▶ **Goal of the exercise**:
Copy out every line below that contains the string "tree".

▶ **Extracted records**:

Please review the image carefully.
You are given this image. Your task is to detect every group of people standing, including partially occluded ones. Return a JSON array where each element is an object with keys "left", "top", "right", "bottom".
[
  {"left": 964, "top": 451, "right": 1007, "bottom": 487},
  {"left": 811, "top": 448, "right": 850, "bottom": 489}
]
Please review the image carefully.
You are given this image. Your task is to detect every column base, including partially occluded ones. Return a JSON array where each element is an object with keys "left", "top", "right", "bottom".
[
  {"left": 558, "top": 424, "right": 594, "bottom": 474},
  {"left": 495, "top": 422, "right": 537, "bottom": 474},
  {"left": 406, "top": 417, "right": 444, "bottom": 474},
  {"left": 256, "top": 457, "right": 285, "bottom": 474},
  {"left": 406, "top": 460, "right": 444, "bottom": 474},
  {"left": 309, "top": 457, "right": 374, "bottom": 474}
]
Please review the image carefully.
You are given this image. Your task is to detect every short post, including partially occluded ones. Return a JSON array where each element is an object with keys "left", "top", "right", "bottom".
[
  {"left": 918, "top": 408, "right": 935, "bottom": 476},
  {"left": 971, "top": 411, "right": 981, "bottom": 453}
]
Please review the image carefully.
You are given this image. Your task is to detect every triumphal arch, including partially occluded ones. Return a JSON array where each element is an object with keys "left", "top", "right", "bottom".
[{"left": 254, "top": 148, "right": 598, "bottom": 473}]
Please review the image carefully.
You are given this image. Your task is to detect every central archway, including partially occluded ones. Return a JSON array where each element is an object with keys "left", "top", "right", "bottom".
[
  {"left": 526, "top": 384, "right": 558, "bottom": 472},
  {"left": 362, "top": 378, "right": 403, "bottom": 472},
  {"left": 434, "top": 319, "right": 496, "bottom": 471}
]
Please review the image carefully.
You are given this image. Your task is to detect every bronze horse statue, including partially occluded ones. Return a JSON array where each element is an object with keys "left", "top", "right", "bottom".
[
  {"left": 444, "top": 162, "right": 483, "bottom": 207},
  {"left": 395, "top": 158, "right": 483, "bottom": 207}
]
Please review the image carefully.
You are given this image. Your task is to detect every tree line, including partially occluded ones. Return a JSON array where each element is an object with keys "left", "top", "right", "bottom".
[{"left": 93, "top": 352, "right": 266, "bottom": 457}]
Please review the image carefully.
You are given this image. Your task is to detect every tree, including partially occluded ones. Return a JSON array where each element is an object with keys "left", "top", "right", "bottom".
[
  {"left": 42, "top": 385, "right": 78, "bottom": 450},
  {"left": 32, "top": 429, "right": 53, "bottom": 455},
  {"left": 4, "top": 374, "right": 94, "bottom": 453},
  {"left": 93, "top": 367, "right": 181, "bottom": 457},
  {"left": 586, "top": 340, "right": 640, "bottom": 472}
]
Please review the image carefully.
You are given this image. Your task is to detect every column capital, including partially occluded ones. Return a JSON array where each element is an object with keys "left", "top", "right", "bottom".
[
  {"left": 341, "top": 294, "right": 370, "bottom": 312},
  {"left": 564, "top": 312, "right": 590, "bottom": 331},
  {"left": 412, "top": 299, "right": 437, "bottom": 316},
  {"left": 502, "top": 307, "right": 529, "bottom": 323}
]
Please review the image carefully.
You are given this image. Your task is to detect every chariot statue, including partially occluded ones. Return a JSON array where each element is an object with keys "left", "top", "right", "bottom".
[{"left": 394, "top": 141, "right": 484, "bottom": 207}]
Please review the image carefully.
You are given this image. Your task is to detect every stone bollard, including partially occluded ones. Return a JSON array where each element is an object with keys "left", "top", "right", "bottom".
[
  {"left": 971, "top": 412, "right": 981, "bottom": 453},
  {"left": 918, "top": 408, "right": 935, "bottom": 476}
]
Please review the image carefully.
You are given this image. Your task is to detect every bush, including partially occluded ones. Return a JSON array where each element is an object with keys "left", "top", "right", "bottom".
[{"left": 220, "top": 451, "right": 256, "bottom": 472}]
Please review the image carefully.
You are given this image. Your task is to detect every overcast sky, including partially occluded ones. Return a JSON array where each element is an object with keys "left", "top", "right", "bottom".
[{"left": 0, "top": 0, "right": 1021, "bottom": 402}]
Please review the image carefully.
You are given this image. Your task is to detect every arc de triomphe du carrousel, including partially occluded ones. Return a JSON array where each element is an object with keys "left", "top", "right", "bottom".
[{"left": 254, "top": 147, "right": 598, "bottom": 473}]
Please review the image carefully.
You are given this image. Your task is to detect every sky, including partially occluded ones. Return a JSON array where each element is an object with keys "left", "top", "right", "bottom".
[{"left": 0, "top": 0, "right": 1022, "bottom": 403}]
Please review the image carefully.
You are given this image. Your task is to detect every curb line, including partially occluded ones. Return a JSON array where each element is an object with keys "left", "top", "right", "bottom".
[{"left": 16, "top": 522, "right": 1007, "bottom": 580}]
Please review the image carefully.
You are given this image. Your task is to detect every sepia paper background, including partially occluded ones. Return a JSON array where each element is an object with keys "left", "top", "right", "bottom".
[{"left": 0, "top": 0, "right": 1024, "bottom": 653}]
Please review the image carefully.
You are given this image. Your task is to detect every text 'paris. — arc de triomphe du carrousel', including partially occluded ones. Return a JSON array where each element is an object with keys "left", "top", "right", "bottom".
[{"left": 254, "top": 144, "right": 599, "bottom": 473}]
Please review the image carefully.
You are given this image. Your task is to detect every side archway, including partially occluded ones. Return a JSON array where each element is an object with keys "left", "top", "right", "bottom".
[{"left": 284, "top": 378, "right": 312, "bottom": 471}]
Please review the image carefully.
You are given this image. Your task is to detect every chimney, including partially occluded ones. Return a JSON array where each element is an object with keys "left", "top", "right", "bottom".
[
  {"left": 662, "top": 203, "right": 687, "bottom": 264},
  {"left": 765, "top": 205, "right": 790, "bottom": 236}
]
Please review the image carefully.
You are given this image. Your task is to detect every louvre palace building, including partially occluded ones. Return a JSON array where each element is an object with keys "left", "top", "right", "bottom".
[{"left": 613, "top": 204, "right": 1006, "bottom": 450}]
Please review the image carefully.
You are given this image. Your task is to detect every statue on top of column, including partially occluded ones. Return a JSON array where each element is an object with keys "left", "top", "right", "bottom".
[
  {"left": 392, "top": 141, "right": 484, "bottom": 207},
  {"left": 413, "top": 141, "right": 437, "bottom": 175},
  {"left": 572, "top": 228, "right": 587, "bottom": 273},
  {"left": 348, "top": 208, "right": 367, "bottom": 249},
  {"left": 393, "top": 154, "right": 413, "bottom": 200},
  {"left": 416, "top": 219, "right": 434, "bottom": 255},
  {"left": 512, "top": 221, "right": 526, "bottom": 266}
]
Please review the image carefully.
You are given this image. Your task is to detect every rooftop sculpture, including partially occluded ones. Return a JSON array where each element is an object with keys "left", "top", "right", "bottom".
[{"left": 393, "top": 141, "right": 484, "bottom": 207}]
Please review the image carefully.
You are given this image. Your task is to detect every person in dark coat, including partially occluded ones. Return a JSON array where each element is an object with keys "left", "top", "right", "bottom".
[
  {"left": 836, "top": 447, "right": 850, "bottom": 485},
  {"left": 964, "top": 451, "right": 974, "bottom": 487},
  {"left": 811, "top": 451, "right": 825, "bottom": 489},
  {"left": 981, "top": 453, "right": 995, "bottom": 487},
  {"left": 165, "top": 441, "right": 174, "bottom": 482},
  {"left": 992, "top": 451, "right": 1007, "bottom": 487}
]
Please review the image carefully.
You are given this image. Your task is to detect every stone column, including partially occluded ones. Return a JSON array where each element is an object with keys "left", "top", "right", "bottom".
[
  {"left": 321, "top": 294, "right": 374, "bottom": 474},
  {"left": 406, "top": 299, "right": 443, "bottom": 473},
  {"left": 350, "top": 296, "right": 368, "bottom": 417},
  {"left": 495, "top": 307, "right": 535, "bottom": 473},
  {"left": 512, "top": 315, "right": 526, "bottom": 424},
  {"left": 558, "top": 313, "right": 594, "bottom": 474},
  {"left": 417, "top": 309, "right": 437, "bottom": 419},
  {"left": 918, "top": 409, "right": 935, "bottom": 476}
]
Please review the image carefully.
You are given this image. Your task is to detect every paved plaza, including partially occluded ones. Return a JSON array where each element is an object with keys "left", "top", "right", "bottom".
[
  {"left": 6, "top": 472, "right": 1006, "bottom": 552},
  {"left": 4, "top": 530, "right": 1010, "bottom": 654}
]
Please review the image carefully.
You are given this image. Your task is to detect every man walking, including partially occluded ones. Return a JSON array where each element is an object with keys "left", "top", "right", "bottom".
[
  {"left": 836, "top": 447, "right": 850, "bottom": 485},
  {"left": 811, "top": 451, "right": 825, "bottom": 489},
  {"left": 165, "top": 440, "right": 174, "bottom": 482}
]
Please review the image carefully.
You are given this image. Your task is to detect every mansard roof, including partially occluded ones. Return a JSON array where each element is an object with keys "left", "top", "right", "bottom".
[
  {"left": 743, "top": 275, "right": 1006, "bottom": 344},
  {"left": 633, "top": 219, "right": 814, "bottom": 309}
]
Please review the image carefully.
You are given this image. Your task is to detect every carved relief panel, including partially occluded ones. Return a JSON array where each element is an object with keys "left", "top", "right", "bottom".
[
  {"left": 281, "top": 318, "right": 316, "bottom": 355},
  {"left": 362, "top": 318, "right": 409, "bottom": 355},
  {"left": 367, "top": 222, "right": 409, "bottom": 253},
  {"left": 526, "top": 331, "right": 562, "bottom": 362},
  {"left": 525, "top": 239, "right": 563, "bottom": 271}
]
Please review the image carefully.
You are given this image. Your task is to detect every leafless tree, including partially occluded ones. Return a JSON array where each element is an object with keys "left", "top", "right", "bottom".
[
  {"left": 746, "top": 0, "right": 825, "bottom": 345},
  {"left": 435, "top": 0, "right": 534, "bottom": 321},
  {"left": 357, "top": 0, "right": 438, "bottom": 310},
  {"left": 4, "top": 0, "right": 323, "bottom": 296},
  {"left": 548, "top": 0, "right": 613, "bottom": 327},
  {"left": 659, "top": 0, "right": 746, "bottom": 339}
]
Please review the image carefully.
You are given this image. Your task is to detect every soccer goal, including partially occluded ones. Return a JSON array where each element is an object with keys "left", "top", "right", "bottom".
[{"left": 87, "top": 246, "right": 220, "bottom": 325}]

▶ **Response**:
You are given this image. Your task is to detect every tree line, including partially occluded ones. Return a JSON array where each element is an object with keys "left", "top", "right", "bottom".
You are given this image. Your task is to detect every tree, including partially occluded ones. Return a JSON array where each element is an object with keys "left", "top", "right", "bottom".
You are given this image. Your task is to detect every leafless tree, including partially occluded ones. Return a JSON array where each element is an object with keys "left", "top", "right", "bottom".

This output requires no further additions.